> _TASK GOAL_
Your response should consist of the records, reproduced exactly.

[Stored data]
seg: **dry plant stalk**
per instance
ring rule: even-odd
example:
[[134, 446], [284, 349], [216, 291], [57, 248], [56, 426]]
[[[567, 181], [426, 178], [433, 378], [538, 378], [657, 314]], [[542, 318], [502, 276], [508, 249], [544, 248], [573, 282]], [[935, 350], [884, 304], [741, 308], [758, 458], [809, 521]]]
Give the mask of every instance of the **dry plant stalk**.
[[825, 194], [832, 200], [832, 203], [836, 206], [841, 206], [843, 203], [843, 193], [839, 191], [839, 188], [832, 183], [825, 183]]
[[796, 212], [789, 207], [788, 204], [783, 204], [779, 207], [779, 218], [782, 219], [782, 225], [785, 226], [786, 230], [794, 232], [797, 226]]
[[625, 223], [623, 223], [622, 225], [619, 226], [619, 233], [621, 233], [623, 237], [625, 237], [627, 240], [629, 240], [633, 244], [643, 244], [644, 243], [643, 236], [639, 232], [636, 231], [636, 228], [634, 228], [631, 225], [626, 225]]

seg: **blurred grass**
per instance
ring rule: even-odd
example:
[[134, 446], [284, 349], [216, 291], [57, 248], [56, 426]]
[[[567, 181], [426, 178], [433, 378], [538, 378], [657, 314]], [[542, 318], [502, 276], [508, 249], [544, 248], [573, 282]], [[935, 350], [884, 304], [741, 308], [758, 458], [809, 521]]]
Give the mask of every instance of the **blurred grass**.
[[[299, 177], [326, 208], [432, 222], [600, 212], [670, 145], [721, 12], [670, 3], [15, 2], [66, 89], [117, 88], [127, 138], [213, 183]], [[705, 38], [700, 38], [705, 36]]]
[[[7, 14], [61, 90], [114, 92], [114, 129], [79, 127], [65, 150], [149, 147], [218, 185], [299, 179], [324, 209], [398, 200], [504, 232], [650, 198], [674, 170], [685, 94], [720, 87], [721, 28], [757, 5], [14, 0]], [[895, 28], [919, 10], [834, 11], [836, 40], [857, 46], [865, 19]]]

> _RESULT OF THIS TASK_
seg: **dry plant stalk**
per instance
ring rule: even-odd
example:
[[134, 446], [284, 349], [216, 291], [57, 248], [56, 426]]
[[[567, 181], [426, 178], [433, 378], [538, 378], [657, 314]], [[542, 318], [502, 276], [508, 249], [544, 248], [573, 282]], [[935, 350], [884, 304], [741, 308], [758, 458], [809, 521]]]
Give the mask of every instance of the **dry plant stalk**.
[[825, 194], [832, 200], [832, 203], [836, 206], [841, 206], [843, 203], [843, 193], [839, 191], [839, 188], [832, 183], [825, 183]]
[[796, 212], [789, 207], [788, 204], [783, 204], [779, 207], [779, 218], [782, 219], [782, 225], [785, 226], [786, 230], [794, 232], [797, 226]]
[[625, 223], [623, 223], [622, 225], [619, 226], [619, 233], [621, 233], [623, 237], [625, 237], [627, 240], [629, 240], [633, 244], [643, 244], [644, 243], [643, 236], [639, 232], [636, 231], [636, 228], [634, 228], [631, 225], [626, 225]]

seg: **blurred grass**
per instance
ring rule: even-odd
example:
[[134, 446], [284, 349], [216, 291], [57, 248], [56, 426]]
[[[567, 181], [426, 178], [433, 378], [538, 378], [657, 314]], [[542, 318], [502, 276], [508, 249], [544, 248], [573, 282]], [[935, 350], [884, 304], [741, 308], [758, 458], [809, 521]]]
Give the mask of every instance of the **blurred grass**.
[[[299, 177], [326, 208], [432, 222], [600, 212], [670, 145], [721, 12], [670, 3], [15, 2], [66, 89], [117, 88], [127, 138], [213, 183]], [[705, 38], [700, 38], [705, 36]]]
[[[7, 14], [61, 90], [114, 92], [114, 129], [79, 127], [65, 150], [149, 147], [218, 185], [299, 179], [324, 209], [398, 200], [504, 232], [650, 198], [674, 170], [685, 94], [720, 87], [721, 28], [757, 5], [14, 0]], [[895, 28], [919, 10], [834, 11], [836, 40], [857, 46], [865, 19]]]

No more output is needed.